*Sfida a:*
Riporta parola per parola il brano su Giuda, tutto quanto va da "Credo che, con" giù fino a "mentre sono peccatore.".

Anche Giuda è a tavola… a raccogliere tutto questo… e un po’ l’ha raccolto se è vero che quei trenta denari hanno incominciato a pesargli tremendamente tra le mani e lo hanno spinto a togliersi la vita.
Giuda non rappresenta altro che il peccato… il mio peccato. Anch’io quindi, con il mio limite, con il mio fallimento, con ciò che ha frantumato la mia persona, con il mio cuore ammalato, con quella cattiveria che in questa settimana mi ha chiuso agli altri rendendomi ostile… anch’io ho diritto di stare a tavola con Gesù, di mangiare il Pane e di bere il Vino.
Ho diritto, per conoscere davvero la mia povertà e la mia miseria. Per conoscere che le vie che ho tracciato non conducono alla vita, ma alla morte, per conoscere che ho tradito. Certo, ci vuole del coraggio e, tante volte la nostra giustificazione espressa con un «non mi sento degno», è unicamente una situazione di comodo: è un sottrarsi a un giudizio che Gesù vuol porre sulla nostra vita per indicarci una novità, è un evitare un esame per paura di sentirci dire: «Non hai capito niente!».
Credo che, con Giuda, anch’io sono chiamato a stare a tavola, a riconoscere che, nonostante la mia indegnità, c’è un posto per me. Ho da sapere anch’io qual’è la risposta di Gesù al mio peccato, ho bisogno anch’io di sentirmi dire: «Amico, hai tradito». E sarà questo atteggiamento di bontà, di comprensione, di una verità proposta con forza e amicizia insieme, che potrà guidarmi verso un cammino di conversione che comincia proprio con il sapermi amato mentre sono peccatore.
Ho bisogno anche di ricordare che sono capace di consegnare morte, di uccidere, di vendere l’altro… sempre. Ho bisogno di capire tutta la forza del mio limite e del mio egoismo. Tutto ciò mi può condurre, oltre l’Eucaristia celebrata, ad assumere la mia vita come il luogo nel quale starò attento a non lasciarmi vincere dalle mie forze di male per non commettere verso i miei fratelli gesti di tradimento, di sopruso o di dominio.
L’Eucaristia allora diventerà continuamente sorgente di libertà: mi impedirà di usare il potere e la forza, mi chiamerà sempre a pormi con bontà, conversione, pazienza, davanti agli altri, susciterà in me gesti di solidarietà e attenzione. Così, mentre l’Eucaristia denuncia in me la possibilità di essere Giuda, mi conduce anche a maturare la possibilità di diventare offerta e dono.

Voci del dataset:

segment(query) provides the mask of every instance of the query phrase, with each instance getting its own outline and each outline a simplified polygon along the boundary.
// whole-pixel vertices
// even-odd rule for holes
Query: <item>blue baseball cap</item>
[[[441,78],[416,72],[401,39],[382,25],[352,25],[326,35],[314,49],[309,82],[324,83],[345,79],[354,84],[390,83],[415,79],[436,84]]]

*Sfida b:*
Riscrivi l'intero elenco mettendo "contour" al posto di "outline" e lasciando invariato tutto il resto.

*Risultato finale a:*
Credo che, con Giuda, anch’io sono chiamato a stare a tavola, a riconoscere che, nonostante la mia indegnità, c’è un posto per me. Ho da sapere anch’io qual’è la risposta di Gesù al mio peccato, ho bisogno anch’io di sentirmi dire: «Amico, hai tradito». E sarà questo atteggiamento di bontà, di comprensione, di una verità proposta con forza e amicizia insieme, che potrà guidarmi verso un cammino di conversione che comincia proprio con il sapermi amato mentre sono peccatore.

*Risultato finale b:*
segment(query) provides the mask of every instance of the query phrase, with each instance getting its own contour and each contour a simplified polygon along the boundary.
// whole-pixel vertices
// even-odd rule for holes
Query: <item>blue baseball cap</item>
[[[441,78],[416,72],[401,39],[382,25],[352,25],[326,35],[314,49],[309,82],[324,83],[345,79],[354,84],[390,83],[415,79],[436,84]]]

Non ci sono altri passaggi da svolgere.